__ЗАДАНИЕ 1__
Оформите нумерованным списком строки записей, начиная с первой строки записей и заканчивая строкой, где есть «M 186 86 L 187», включительно. Пустые строки не включайте.

Так и мы пытаемся осмыслить проблемы и особенности русской философствующей мысли как стремящейся к нравственно-экзистенциальной истине, скорее основанной на эмоциональном, чувственном, чем на рациональном ее постижении. Одна из важнейших отличительных черт, которая выступает одновременно и ее традицией, – это сам способ постижения истины русскими любомудрами, который заключается в углублении в нравственные проблемы, во всегдашней опоре на моральную сторону и сущность самой истины. А так как мораль – феномен сознания (хотя для русской философии это прежде всего панкосмический феномен Логоса), то отечественная философская мысль, основанная преимущественно на православном видении мира, сформировала в своих идеях особую, как мы полагаем, форму феноменологии. При этом надо отметить, что на этом факте субъективно не фокусировалось сознание практически ни одного мыслителя. Эта особенность философии у русских мыслителей сложилась объективно – не осознанно, что ярче всего проявляется в работах наших средневековых «книжников»: описание собственного (иначе и быть не может, так как даже вербализованные, описанные чудеса, аскетизм и т.п. производят при прочтении текста или его прослушивании у реципиента именно свой, субъективный религиозный опыт) опыта, который не опосредован силлогизмами.
Последнее делало этот опыт более доступным для других, особенно необразованных людей. При этом объективно обращаясь к феноменам сознания, философ приходил к предельно углубленному (саморефлексивному) постижению экзистенциального бытия. Правда, нельзя не согласиться с Г.Ф. Гараевой, которая пишет, что «из всех возможных вариантов (умолчание о догмате, копирование догмата, «выведение» рациональным способом положительной догматики) в русской религиозной философии рождается иной тип отношений – описание догмата как феномена соборного опыта Церкви» [45, с. 27]. Однако мы полагаем, что это относится как раз к субъективному намерению мыслителей выдать свой опыт за всецерковный и к восприятию его таковым и самим автором текста, а в конечном счете и реципиентом.

__ИСХОДНЫЕ ДАННЫЕ__
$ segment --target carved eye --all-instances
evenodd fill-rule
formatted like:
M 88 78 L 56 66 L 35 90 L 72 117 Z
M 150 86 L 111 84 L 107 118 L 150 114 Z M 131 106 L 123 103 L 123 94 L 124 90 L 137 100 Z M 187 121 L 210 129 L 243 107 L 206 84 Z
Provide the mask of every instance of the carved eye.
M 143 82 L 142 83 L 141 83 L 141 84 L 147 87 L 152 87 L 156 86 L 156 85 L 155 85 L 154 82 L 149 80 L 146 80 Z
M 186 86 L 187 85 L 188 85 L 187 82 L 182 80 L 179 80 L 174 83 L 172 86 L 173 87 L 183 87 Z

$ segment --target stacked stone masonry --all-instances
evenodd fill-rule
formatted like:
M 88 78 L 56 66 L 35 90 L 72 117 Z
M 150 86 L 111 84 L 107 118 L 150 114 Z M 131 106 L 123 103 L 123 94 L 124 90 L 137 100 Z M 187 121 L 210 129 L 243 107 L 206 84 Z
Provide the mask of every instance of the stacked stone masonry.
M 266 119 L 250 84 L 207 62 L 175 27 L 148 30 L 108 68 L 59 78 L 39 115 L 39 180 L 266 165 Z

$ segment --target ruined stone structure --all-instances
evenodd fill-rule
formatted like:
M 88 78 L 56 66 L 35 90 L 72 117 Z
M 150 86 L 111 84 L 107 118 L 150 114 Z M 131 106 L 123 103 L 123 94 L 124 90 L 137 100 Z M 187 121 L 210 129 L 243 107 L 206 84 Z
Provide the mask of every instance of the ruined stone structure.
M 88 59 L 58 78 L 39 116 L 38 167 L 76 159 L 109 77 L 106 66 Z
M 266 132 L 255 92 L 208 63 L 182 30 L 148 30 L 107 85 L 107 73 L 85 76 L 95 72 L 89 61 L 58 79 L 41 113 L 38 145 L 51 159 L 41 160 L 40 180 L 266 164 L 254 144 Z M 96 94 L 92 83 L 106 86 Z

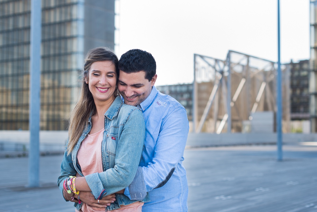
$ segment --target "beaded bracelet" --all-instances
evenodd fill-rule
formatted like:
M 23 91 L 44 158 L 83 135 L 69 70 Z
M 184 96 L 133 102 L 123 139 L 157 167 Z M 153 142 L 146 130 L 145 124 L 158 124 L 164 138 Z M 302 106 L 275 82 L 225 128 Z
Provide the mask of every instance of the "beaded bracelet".
M 74 193 L 72 192 L 72 191 L 70 190 L 70 189 L 68 188 L 67 183 L 67 180 L 65 180 L 64 181 L 64 183 L 63 183 L 63 187 L 64 188 L 64 189 L 66 191 L 68 194 L 73 194 Z
M 73 176 L 70 176 L 69 180 L 68 182 L 68 184 L 70 190 L 74 192 L 75 194 L 78 195 L 79 191 L 76 191 L 76 187 L 75 185 L 75 179 L 76 177 Z M 68 183 L 69 184 L 68 184 Z

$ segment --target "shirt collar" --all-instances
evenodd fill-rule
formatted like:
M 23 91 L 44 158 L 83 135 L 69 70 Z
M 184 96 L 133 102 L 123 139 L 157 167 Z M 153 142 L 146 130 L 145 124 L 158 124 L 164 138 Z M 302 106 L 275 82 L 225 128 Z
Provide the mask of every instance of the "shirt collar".
M 150 95 L 143 102 L 140 103 L 140 106 L 141 106 L 142 112 L 144 112 L 152 104 L 154 99 L 157 95 L 158 91 L 155 86 L 153 85 L 152 87 L 152 90 L 151 90 Z

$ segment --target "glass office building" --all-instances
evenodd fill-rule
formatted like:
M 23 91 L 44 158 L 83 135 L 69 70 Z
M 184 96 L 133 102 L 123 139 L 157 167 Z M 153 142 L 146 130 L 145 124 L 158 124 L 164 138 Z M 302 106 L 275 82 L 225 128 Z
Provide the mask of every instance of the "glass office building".
M 30 6 L 0 0 L 1 130 L 29 129 Z M 67 128 L 85 55 L 114 48 L 114 0 L 42 0 L 41 130 Z

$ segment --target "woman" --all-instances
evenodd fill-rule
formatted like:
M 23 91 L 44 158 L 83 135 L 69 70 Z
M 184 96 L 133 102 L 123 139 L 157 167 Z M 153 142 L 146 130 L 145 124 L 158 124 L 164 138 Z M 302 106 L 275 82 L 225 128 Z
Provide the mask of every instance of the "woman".
M 116 194 L 115 199 L 109 195 L 133 180 L 145 131 L 142 112 L 123 104 L 118 95 L 118 62 L 114 53 L 104 47 L 91 50 L 85 59 L 84 80 L 71 114 L 58 180 L 64 198 L 75 202 L 76 211 L 140 212 L 144 202 L 149 200 L 148 196 L 138 202 L 123 194 Z M 81 202 L 81 192 L 83 196 L 89 192 L 96 200 Z

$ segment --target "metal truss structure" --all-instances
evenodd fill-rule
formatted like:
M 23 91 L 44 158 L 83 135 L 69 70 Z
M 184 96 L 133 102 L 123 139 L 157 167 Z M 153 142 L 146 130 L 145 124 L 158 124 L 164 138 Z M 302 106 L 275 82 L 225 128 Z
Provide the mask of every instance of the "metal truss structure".
M 283 118 L 287 123 L 289 69 L 287 65 L 281 69 Z M 194 54 L 194 131 L 241 132 L 243 122 L 251 120 L 256 111 L 276 112 L 277 69 L 274 62 L 234 51 L 229 51 L 224 60 Z

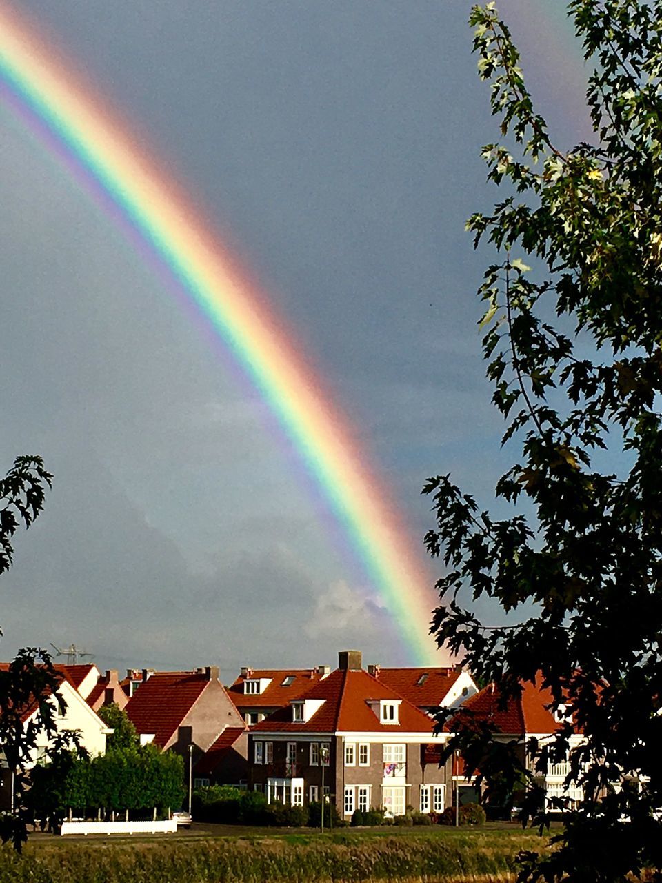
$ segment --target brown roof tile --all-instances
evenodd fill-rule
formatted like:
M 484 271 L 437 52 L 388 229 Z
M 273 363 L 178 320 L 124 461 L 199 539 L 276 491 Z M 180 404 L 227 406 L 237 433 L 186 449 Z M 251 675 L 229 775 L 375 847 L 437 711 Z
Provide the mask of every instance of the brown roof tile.
M 207 675 L 199 672 L 154 672 L 129 699 L 124 711 L 139 733 L 154 733 L 154 741 L 162 748 L 208 683 Z

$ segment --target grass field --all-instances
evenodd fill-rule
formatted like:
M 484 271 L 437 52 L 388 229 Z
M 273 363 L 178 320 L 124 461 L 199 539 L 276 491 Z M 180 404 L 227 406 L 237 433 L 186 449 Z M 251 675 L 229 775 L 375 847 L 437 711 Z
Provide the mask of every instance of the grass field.
M 139 838 L 31 838 L 0 852 L 0 883 L 381 883 L 505 881 L 520 849 L 546 841 L 521 828 L 343 828 L 325 834 L 193 826 Z

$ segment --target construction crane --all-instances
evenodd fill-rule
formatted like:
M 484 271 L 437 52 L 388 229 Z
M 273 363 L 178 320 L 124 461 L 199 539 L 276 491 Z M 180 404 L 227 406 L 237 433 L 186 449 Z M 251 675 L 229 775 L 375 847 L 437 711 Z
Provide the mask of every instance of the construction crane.
M 67 665 L 76 665 L 79 659 L 84 657 L 88 657 L 93 660 L 94 658 L 94 653 L 87 653 L 87 650 L 79 650 L 75 644 L 70 644 L 68 647 L 62 650 L 60 647 L 56 647 L 55 644 L 51 642 L 51 647 L 55 650 L 57 656 L 66 656 Z

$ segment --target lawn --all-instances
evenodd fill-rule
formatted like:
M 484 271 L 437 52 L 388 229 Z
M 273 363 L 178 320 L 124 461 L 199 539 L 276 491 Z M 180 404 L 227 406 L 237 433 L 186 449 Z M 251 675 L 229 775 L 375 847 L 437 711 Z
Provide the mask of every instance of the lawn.
M 194 825 L 161 836 L 31 838 L 5 848 L 0 883 L 382 883 L 509 880 L 520 849 L 545 841 L 514 826 L 342 828 L 320 834 Z

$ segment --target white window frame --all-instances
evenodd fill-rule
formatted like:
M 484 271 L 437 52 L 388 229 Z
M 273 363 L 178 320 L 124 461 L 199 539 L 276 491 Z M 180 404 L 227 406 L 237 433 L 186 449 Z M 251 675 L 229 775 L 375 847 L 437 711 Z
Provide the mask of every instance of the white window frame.
M 292 779 L 292 806 L 304 805 L 304 780 Z
M 398 706 L 395 702 L 382 702 L 380 707 L 380 721 L 381 723 L 387 724 L 397 724 L 398 723 Z
M 446 785 L 433 785 L 433 812 L 443 812 L 446 808 Z
M 404 815 L 407 806 L 406 791 L 407 789 L 404 785 L 394 785 L 382 789 L 382 805 L 387 814 L 391 816 Z M 395 799 L 396 797 L 397 800 Z
M 407 745 L 403 742 L 384 743 L 384 763 L 404 764 L 407 762 Z
M 325 760 L 324 758 L 327 759 Z M 320 763 L 322 766 L 328 766 L 331 763 L 331 743 L 330 742 L 320 742 Z

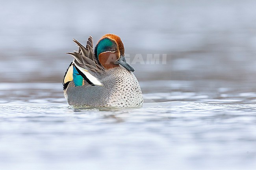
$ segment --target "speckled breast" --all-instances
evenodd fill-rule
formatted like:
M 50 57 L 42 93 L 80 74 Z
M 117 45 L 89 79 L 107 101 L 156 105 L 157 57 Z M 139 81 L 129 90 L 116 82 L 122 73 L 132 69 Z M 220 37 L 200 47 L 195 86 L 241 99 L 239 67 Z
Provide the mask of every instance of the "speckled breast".
M 139 107 L 143 104 L 142 92 L 138 80 L 131 72 L 121 67 L 113 69 L 115 85 L 106 106 Z

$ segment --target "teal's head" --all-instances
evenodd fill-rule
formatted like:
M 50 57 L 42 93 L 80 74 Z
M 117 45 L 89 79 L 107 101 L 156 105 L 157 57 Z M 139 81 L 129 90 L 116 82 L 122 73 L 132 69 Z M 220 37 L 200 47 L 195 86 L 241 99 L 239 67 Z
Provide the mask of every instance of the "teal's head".
M 96 60 L 106 69 L 119 67 L 120 64 L 128 71 L 134 71 L 126 62 L 124 44 L 116 35 L 107 34 L 102 36 L 95 47 L 94 54 Z

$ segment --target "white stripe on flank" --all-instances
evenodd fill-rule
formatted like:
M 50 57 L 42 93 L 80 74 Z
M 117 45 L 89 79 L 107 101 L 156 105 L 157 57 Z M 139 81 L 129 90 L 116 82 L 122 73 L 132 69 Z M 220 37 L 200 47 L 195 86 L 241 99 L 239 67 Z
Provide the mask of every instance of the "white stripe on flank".
M 88 79 L 89 79 L 90 81 L 93 83 L 95 85 L 97 85 L 99 86 L 102 86 L 102 84 L 101 84 L 100 82 L 99 82 L 98 80 L 97 79 L 97 78 L 94 76 L 93 76 L 93 75 L 91 74 L 90 74 L 89 72 L 88 72 L 88 71 L 86 69 L 85 69 L 84 68 L 82 68 L 81 67 L 79 66 L 77 64 L 76 64 L 75 62 L 74 62 L 73 63 L 75 64 L 75 66 L 76 66 L 76 67 L 78 69 L 79 69 L 79 70 L 81 71 L 82 73 L 84 74 L 85 76 L 86 76 L 86 77 Z

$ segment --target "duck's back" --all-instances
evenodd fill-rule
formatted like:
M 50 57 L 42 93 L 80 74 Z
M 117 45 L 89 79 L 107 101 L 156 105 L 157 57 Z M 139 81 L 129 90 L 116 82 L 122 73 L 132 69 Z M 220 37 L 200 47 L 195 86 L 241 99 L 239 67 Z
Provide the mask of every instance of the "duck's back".
M 98 77 L 102 86 L 71 83 L 65 96 L 72 106 L 139 107 L 143 104 L 140 86 L 134 75 L 121 67 L 109 69 Z

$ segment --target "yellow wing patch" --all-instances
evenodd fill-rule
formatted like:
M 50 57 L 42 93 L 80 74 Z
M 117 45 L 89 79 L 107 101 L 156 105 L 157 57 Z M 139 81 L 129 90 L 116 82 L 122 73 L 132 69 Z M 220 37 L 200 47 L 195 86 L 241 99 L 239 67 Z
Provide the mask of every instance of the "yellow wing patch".
M 69 67 L 68 71 L 67 71 L 67 74 L 65 78 L 64 78 L 64 83 L 66 83 L 69 81 L 71 81 L 73 80 L 73 66 L 71 65 L 70 67 Z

__ЗАДАНИЕ 2__
Перепишите дословно фрагмент текста о русской философской мысли, который начинается словами «Последнее делало этот» и заканчивается словами «счете и реципиентом.».

__РЕЗУЛЬТАТ ВЫПОЛНЕНИЯ 1__
1. $ segment --target carved eye --all-instances
2. evenodd fill-rule
3. formatted like:
4. M 88 78 L 56 66 L 35 90 L 72 117 Z
5. M 150 86 L 111 84 L 107 118 L 150 114 Z M 131 106 L 123 103 L 123 94 L 124 90 L 137 100 Z M 187 121 L 210 129 L 243 107 L 206 84 Z
6. Provide the mask of every instance of the carved eye.
7. M 143 82 L 142 83 L 141 83 L 141 84 L 147 87 L 152 87 L 156 86 L 156 85 L 155 85 L 154 82 L 149 80 L 146 80 Z
8. M 186 86 L 187 85 L 188 85 L 187 82 L 182 80 L 179 80 L 174 83 L 172 86 L 173 87 L 183 87 Z

__РЕЗУЛЬТАТ ВЫПОЛНЕНИЯ 2__
Последнее делало этот опыт более доступным для других, особенно необразованных людей. При этом объективно обращаясь к феноменам сознания, философ приходил к предельно углубленному (саморефлексивному) постижению экзистенциального бытия. Правда, нельзя не согласиться с Г.Ф. Гараевой, которая пишет, что «из всех возможных вариантов (умолчание о догмате, копирование догмата, «выведение» рациональным способом положительной догматики) в русской религиозной философии рождается иной тип отношений – описание догмата как феномена соборного опыта Церкви» [45, с. 27]. Однако мы полагаем, что это относится как раз к субъективному намерению мыслителей выдать свой опыт за всецерковный и к восприятию его таковым и самим автором текста, а в конечном счете и реципиентом.